[Source records]
*** Begin section ***

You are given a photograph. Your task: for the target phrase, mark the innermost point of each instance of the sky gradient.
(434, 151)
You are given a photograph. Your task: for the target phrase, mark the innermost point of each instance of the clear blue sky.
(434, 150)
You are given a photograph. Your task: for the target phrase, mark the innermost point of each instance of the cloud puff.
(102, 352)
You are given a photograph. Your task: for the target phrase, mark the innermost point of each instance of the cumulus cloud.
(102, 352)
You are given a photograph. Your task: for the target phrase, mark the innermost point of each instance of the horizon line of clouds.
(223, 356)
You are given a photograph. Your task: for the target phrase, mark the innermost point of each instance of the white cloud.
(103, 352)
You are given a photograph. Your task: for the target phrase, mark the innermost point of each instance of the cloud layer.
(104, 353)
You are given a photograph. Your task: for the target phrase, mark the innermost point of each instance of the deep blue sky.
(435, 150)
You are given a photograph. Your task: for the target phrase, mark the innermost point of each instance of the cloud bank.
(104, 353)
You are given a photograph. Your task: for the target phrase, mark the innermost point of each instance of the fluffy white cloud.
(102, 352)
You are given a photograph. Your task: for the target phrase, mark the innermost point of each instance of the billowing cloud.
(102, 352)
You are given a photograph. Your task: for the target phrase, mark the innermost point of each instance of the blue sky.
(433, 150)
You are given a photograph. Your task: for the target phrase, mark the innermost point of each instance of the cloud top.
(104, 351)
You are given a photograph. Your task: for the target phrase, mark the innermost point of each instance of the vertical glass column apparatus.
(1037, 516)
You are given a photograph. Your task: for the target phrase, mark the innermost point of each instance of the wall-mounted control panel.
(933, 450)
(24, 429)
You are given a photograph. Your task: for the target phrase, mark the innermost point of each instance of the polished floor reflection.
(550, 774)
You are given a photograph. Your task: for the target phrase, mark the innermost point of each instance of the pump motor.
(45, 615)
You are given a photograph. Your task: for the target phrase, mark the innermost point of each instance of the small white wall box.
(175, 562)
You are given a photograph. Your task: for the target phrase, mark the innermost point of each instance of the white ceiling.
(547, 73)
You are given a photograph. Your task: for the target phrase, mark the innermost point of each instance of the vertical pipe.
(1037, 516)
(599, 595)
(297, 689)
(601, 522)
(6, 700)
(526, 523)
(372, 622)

*** End section ***

#### [Problem to work on]
Every record above must be set down again, word for word.

#### [Exercise solution]
You are given a photograph. Your task: for the target phrase, mark the innermost point of each instance of the sky gradient.
(434, 151)
You are given a photograph. Your task: for the target phrase, mark the innermost point of each instance of the clear blue sky.
(434, 150)
You are given a photograph. Your task: for the target phrase, mark the innermost point of each instance of the cloud puff.
(102, 352)
You are given a photograph. Your task: for the target phrase, mark the innermost point of each instance of the cumulus cloud.
(102, 352)
You are given a photograph. Your task: for the target phrase, mark the innermost point of each instance of the horizon line of clouds.
(223, 356)
You are given a photograph. Your task: for the target phrase, mark the innermost point of each instance of the white cloud.
(103, 352)
You are given a photograph. Your task: for the target phrase, mark the innermost point of each instance of the cloud layer.
(104, 353)
You are given a photograph. Your task: for the target phrase, mark the innermost point of each instance of the deep blue sky.
(435, 150)
You are given a photograph. Your task: for the target phrase, mark the innermost point of each instance of the cloud bank.
(104, 353)
You are given a photograph. Your task: for the target phrase, mark the innermost point of each instance of the fluffy white cloud.
(102, 352)
You are given a photograph. Your task: for the target phrase, mark the innermost point of each instance of the billowing cloud.
(102, 352)
You are given a photograph. Your task: for the target phrase, mark the innermost point of each instance of the blue sky.
(433, 150)
You are given a photograph. Your task: for the target phrase, mark the innermost point of each instance of the cloud top.
(104, 351)
You are given a photograph. Your task: for the target phrase, mark the innermost point of each instance of the vertical glass column apparatus.
(1037, 516)
You are given a photograph. Your task: for the target phrase, mark the innermost point of each instance of the wall-mounted control panel.
(933, 450)
(24, 429)
You are given a photograph. Your task: for the target phrase, mark the innermost point of each instance of the polished floor reflection.
(550, 774)
You are given a photograph. Your task: for the target phrase, mark the innermost point of each instance of the pump motor.
(45, 615)
You are given a photograph. Your task: for the target phrase, mark the innermost point of each instance of the small white wall box.
(175, 562)
You are given a photograph. Your task: for the target phrase, mark the innermost point of each instance of the white ceiling.
(547, 73)
You are given a photograph. Your task: for the target phrase, mark the innermost point of each instance of the vertical pipe.
(1037, 516)
(599, 595)
(297, 689)
(601, 522)
(6, 700)
(526, 523)
(372, 622)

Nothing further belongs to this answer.